Given entries:
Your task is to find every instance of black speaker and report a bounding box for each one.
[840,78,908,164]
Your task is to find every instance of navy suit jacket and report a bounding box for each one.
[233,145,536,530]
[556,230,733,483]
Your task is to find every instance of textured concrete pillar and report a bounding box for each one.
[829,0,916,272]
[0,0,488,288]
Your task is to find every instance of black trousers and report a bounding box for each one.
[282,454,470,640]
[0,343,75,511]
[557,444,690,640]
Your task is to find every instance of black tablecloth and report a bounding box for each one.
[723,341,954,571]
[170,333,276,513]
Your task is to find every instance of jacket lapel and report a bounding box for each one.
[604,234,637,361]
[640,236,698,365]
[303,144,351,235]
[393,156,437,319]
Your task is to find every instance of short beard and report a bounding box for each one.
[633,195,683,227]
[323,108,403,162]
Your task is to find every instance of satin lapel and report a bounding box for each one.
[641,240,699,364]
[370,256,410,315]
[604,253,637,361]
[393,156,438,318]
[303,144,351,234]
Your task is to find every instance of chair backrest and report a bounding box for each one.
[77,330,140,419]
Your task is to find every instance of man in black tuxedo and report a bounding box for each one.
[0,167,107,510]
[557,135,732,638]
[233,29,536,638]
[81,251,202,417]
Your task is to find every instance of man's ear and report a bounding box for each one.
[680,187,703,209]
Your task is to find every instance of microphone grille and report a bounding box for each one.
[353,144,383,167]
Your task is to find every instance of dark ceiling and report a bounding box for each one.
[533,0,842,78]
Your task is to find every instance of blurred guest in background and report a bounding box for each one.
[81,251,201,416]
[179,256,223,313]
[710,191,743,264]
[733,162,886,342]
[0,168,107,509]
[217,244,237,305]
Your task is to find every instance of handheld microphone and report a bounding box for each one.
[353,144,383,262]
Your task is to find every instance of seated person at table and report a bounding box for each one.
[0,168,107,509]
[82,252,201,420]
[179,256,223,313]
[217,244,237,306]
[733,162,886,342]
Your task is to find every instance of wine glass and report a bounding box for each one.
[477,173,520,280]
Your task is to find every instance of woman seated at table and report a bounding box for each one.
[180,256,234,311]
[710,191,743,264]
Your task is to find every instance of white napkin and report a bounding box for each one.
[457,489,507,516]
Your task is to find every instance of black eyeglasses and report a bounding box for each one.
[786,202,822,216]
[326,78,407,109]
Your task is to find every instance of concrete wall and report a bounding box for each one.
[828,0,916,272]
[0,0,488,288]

Exercise prompt:
Put the lines of the records from the line containing "Your task is to find every instance of white" through the final line, both inclusive, into a JSON list of strings, one string per line and no blank lines.

Exercise solution:
[
  "Your task is to find every instance of white napkin and report a bounding box for each one.",
  "[457,489,507,516]",
  "Your task is to find every instance of black eyeglasses and report a bounding box for each one.",
  "[786,202,822,216]",
  "[326,78,407,109]",
  "Your task is to find every instance of concrete wall and report a bounding box for each one.",
  "[828,0,916,272]",
  "[0,0,488,288]"
]